Task directions »
A single number is the required answer: the count of lines in the listing below that hold the string "green".

Information provided »
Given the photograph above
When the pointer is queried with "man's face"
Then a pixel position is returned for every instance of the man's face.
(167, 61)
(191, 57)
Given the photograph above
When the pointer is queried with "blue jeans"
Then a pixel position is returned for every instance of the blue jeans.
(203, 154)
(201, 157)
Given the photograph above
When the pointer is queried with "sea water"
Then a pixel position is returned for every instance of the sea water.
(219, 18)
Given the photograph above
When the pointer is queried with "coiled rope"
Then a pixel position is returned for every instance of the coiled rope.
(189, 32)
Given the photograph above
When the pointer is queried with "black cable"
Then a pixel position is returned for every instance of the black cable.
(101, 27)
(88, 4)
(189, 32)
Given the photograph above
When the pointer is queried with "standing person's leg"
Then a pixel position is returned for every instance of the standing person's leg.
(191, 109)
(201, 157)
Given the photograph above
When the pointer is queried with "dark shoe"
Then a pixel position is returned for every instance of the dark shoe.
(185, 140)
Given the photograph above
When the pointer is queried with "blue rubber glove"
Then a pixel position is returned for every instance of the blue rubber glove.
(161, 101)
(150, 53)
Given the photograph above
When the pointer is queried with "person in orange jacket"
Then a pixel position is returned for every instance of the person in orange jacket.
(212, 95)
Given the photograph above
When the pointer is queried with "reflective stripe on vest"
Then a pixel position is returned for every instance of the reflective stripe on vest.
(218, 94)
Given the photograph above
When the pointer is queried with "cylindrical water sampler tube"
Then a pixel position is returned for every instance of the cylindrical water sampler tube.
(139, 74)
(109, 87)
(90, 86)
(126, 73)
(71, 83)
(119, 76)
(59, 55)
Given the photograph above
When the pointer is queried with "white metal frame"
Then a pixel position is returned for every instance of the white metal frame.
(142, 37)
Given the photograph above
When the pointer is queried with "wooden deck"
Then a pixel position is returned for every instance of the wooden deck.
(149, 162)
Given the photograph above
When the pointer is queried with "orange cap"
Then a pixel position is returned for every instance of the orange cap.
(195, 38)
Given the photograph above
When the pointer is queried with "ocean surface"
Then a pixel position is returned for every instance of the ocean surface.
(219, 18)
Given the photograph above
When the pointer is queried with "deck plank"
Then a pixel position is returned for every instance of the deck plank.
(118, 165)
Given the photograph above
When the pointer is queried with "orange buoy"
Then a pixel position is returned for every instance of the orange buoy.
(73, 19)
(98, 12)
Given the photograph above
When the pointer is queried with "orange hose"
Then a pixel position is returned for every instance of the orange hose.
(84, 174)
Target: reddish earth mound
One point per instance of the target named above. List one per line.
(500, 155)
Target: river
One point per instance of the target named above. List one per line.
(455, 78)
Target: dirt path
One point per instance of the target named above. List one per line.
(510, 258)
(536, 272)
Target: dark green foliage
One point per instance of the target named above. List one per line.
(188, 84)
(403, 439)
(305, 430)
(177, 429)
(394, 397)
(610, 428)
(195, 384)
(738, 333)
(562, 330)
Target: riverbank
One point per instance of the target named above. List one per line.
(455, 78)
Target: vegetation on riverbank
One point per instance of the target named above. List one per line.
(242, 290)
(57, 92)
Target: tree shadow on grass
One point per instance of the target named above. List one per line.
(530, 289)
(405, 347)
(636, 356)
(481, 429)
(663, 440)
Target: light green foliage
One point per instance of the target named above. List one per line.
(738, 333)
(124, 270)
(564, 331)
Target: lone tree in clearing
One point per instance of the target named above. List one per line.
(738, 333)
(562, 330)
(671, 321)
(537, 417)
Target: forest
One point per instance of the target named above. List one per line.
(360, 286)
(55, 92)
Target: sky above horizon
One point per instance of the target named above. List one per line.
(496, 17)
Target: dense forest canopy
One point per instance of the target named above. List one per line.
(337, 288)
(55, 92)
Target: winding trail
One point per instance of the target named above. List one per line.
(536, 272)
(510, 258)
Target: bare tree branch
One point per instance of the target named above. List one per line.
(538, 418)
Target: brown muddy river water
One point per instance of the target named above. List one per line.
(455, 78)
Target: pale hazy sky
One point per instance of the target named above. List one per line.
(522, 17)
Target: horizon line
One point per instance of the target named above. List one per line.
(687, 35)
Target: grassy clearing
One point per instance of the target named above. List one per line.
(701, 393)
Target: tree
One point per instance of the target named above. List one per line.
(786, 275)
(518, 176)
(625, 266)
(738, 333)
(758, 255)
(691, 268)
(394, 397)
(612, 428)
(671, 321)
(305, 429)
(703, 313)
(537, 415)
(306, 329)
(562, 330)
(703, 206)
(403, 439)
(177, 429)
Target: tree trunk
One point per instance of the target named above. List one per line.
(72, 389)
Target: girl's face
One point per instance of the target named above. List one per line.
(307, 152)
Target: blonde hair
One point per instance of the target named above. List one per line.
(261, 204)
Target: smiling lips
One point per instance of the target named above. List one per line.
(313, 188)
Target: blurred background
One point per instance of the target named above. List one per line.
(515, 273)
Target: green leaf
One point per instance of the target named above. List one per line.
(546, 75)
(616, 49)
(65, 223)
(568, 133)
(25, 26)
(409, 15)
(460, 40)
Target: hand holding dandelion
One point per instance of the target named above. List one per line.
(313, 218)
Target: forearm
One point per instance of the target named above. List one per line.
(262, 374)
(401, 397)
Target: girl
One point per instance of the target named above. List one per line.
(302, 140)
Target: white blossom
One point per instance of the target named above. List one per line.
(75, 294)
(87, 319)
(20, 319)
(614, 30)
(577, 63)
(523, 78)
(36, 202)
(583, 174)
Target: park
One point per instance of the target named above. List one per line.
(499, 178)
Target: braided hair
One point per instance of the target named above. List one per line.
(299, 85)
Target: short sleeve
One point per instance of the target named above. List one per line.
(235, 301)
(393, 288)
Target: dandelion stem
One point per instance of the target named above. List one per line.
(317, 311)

...

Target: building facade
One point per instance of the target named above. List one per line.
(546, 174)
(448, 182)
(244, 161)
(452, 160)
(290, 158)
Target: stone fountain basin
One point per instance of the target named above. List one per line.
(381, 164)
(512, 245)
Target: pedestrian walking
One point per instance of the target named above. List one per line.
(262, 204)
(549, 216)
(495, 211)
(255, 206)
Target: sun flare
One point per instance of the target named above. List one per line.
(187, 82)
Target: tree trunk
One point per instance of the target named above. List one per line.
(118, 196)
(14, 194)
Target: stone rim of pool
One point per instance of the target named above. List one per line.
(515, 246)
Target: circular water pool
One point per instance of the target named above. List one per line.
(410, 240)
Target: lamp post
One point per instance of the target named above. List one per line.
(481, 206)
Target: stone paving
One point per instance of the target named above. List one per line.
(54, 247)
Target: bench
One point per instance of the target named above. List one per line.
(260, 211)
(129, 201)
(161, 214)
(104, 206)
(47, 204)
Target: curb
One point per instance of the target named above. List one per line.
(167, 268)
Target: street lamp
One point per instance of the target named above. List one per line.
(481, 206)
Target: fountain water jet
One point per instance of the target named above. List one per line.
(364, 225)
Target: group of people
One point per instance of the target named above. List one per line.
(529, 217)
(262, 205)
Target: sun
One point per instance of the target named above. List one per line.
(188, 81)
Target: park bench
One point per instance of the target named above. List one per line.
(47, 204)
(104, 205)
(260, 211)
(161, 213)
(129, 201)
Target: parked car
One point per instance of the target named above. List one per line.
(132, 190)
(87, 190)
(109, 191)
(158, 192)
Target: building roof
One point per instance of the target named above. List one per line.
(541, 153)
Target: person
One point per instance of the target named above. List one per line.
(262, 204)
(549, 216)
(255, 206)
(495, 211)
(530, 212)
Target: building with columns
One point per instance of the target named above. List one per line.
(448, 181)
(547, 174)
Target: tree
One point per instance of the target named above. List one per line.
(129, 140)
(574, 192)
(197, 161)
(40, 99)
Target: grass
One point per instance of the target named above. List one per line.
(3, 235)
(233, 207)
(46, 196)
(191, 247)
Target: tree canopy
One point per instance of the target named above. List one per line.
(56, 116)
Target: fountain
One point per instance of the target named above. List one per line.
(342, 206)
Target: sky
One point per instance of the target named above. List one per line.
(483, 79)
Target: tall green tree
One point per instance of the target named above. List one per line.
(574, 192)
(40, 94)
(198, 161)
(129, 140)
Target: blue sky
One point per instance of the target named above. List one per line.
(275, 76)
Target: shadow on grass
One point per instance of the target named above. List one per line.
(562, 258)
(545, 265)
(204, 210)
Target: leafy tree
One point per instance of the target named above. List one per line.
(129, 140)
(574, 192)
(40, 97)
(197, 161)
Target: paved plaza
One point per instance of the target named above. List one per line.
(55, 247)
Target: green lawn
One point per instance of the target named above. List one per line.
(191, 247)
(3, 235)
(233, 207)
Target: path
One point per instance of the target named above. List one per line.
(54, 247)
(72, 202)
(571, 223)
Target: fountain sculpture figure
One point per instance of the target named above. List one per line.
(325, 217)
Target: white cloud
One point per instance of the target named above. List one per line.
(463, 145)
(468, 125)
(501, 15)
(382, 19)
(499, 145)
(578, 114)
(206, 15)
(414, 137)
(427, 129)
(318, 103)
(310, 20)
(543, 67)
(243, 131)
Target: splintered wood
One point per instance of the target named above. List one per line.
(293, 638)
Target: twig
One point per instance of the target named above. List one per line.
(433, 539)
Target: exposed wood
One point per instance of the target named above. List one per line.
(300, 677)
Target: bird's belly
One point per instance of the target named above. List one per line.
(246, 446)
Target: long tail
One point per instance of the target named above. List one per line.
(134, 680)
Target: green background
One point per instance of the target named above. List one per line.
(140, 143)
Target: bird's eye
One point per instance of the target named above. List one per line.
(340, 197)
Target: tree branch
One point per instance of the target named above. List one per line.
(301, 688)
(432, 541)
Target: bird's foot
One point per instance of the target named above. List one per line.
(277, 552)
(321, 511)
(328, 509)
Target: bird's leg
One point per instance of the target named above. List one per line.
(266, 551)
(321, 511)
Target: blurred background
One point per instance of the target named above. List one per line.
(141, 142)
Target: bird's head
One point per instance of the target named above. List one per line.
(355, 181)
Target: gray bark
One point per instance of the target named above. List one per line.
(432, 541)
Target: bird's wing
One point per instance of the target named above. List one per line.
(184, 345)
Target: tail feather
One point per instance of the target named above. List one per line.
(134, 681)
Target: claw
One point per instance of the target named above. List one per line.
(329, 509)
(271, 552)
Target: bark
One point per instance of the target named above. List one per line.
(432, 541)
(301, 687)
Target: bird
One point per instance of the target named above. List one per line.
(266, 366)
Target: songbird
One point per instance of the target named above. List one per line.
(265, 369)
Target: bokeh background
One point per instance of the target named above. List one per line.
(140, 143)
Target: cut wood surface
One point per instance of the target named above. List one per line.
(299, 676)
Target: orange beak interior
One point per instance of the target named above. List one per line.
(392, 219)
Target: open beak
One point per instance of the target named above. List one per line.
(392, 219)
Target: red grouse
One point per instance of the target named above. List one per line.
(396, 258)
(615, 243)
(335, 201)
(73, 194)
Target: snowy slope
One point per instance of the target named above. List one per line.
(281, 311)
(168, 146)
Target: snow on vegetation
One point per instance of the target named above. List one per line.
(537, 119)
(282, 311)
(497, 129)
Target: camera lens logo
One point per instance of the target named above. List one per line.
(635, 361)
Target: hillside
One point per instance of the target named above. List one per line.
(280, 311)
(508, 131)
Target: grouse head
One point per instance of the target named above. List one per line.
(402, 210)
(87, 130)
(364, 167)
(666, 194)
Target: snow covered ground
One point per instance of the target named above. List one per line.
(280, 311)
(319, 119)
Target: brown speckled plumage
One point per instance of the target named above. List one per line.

The answer »
6